[Annotated coordinate records]
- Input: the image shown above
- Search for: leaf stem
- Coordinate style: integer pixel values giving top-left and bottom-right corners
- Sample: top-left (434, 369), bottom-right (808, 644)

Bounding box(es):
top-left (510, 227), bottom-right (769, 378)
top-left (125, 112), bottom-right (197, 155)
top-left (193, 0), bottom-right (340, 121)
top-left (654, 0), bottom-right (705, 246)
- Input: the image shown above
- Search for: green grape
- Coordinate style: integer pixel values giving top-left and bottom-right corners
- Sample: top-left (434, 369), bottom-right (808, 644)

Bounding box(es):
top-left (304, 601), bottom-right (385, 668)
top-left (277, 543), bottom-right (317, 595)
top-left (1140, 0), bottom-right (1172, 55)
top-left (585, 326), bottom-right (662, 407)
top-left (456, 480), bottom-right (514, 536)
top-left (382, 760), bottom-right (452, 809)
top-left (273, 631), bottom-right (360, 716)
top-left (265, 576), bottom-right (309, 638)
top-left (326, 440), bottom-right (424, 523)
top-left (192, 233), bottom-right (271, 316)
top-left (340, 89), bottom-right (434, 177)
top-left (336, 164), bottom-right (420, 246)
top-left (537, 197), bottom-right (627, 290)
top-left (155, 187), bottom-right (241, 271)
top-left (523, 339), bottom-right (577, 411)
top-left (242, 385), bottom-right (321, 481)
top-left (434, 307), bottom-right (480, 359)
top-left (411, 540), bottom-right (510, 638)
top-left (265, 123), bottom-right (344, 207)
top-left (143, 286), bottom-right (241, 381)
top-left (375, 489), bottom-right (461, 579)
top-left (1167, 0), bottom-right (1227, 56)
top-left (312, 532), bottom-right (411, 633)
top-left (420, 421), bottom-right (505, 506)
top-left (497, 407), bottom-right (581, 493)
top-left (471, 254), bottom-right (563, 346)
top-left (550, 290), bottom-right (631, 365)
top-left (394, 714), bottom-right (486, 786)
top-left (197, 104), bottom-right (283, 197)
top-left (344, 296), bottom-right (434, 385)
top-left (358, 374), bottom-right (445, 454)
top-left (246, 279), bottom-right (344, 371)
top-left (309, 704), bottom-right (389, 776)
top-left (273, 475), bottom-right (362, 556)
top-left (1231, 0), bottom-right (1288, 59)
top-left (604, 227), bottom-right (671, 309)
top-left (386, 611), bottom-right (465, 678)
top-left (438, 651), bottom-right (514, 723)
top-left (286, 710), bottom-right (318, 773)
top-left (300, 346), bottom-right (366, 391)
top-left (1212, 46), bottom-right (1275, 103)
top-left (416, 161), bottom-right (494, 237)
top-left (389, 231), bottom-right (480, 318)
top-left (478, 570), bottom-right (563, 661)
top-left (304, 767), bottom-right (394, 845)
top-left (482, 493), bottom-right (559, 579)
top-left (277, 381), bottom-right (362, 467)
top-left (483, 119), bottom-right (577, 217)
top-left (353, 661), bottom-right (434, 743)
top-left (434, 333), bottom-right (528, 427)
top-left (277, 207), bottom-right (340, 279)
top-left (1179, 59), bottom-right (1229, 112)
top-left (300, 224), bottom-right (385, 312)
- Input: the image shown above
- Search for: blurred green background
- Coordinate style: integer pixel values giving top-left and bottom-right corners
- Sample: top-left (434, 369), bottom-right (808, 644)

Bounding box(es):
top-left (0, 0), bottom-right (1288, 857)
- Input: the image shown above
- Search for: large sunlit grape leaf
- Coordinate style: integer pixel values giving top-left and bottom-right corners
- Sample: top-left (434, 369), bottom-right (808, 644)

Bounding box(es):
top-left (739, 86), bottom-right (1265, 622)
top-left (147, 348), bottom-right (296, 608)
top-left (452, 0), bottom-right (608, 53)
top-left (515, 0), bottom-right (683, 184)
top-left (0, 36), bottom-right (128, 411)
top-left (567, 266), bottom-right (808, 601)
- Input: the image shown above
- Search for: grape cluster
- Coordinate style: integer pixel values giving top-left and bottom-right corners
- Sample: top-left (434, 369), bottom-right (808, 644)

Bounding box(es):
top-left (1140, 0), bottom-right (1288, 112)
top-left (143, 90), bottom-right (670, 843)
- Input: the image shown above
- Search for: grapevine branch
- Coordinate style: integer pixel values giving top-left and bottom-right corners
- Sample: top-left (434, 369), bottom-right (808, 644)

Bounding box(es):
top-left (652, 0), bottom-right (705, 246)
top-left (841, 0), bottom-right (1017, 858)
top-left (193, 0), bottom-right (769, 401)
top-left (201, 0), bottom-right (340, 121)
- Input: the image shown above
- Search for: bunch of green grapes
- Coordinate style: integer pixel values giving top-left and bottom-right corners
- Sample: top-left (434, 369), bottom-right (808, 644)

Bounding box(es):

> What to work on: Copy these lines word for word.

> Solution for this problem:
- Input: the image shown above
- Search for: leaf stem
- Coordinate style: integer pixel values giving top-left and bottom-right corners
- Sample: top-left (434, 369), bottom-right (808, 644)

Bounding box(es):
top-left (510, 227), bottom-right (769, 378)
top-left (125, 112), bottom-right (197, 155)
top-left (193, 0), bottom-right (340, 121)
top-left (654, 0), bottom-right (705, 246)
- Input: the image shown above
- Search for: green grape
- Coordinate style: integer pixel values giving top-left and bottom-right corners
- Sample: top-left (434, 369), bottom-right (808, 644)

Bounding box(es):
top-left (304, 601), bottom-right (385, 668)
top-left (277, 543), bottom-right (317, 595)
top-left (1140, 0), bottom-right (1172, 55)
top-left (585, 326), bottom-right (662, 407)
top-left (456, 480), bottom-right (514, 536)
top-left (382, 760), bottom-right (452, 809)
top-left (273, 631), bottom-right (360, 716)
top-left (265, 576), bottom-right (309, 638)
top-left (326, 440), bottom-right (424, 523)
top-left (192, 233), bottom-right (271, 316)
top-left (340, 89), bottom-right (434, 177)
top-left (336, 164), bottom-right (420, 246)
top-left (537, 197), bottom-right (627, 290)
top-left (155, 187), bottom-right (241, 271)
top-left (523, 339), bottom-right (577, 411)
top-left (242, 385), bottom-right (321, 481)
top-left (434, 307), bottom-right (480, 359)
top-left (411, 540), bottom-right (510, 638)
top-left (265, 123), bottom-right (344, 207)
top-left (143, 286), bottom-right (241, 381)
top-left (375, 489), bottom-right (461, 579)
top-left (1167, 0), bottom-right (1227, 56)
top-left (312, 532), bottom-right (411, 633)
top-left (420, 421), bottom-right (505, 506)
top-left (497, 407), bottom-right (581, 493)
top-left (471, 254), bottom-right (563, 346)
top-left (550, 290), bottom-right (631, 365)
top-left (394, 714), bottom-right (486, 786)
top-left (197, 104), bottom-right (283, 197)
top-left (344, 296), bottom-right (434, 385)
top-left (358, 374), bottom-right (445, 454)
top-left (246, 279), bottom-right (344, 371)
top-left (309, 704), bottom-right (389, 776)
top-left (273, 475), bottom-right (362, 556)
top-left (1231, 0), bottom-right (1288, 59)
top-left (604, 227), bottom-right (671, 309)
top-left (386, 611), bottom-right (465, 678)
top-left (438, 651), bottom-right (514, 723)
top-left (286, 710), bottom-right (318, 773)
top-left (300, 346), bottom-right (366, 391)
top-left (1212, 46), bottom-right (1275, 103)
top-left (416, 161), bottom-right (494, 237)
top-left (389, 231), bottom-right (480, 318)
top-left (478, 570), bottom-right (563, 661)
top-left (304, 767), bottom-right (394, 845)
top-left (482, 493), bottom-right (559, 579)
top-left (277, 381), bottom-right (362, 467)
top-left (483, 119), bottom-right (577, 217)
top-left (353, 661), bottom-right (434, 743)
top-left (434, 333), bottom-right (528, 427)
top-left (277, 207), bottom-right (340, 279)
top-left (1179, 59), bottom-right (1229, 112)
top-left (300, 224), bottom-right (385, 312)
- Input: the image shown above
- Search for: blurred green background
- Coordinate style: integer pixel values giving top-left and bottom-right corners
- Sample: top-left (434, 369), bottom-right (808, 644)

Bounding box(es):
top-left (0, 0), bottom-right (1288, 857)
- Input: the image shown above
- Search for: large sunlit grape leaf
- Coordinate style: integer pixel values giving top-left and bottom-right corners
- Sample: top-left (434, 369), bottom-right (808, 644)

Bounding box(es):
top-left (739, 86), bottom-right (1265, 622)
top-left (147, 348), bottom-right (296, 608)
top-left (452, 0), bottom-right (608, 53)
top-left (515, 0), bottom-right (683, 184)
top-left (0, 36), bottom-right (128, 411)
top-left (567, 266), bottom-right (808, 601)
- Input: the image shown above
- Search for: grape cluster
- Coordinate style: integer pixel values giving top-left and bottom-right corners
- Sample: top-left (434, 369), bottom-right (808, 644)

Bounding box(es):
top-left (1140, 0), bottom-right (1288, 112)
top-left (143, 90), bottom-right (670, 843)
- Input: the image shown above
- Search for: grapevine branch
- Coordinate style: integer pixel values giving top-left and bottom-right corners
- Sample: top-left (434, 369), bottom-right (808, 644)

Bounding box(es):
top-left (652, 0), bottom-right (705, 246)
top-left (841, 0), bottom-right (1017, 858)
top-left (193, 0), bottom-right (769, 401)
top-left (201, 0), bottom-right (340, 121)
- Input: the image shown above
- Search for: bunch of green grapes
- Coordinate style: integer pixel values giving top-left and bottom-right corners
- Sample: top-left (434, 369), bottom-right (808, 644)

Bounding box(es):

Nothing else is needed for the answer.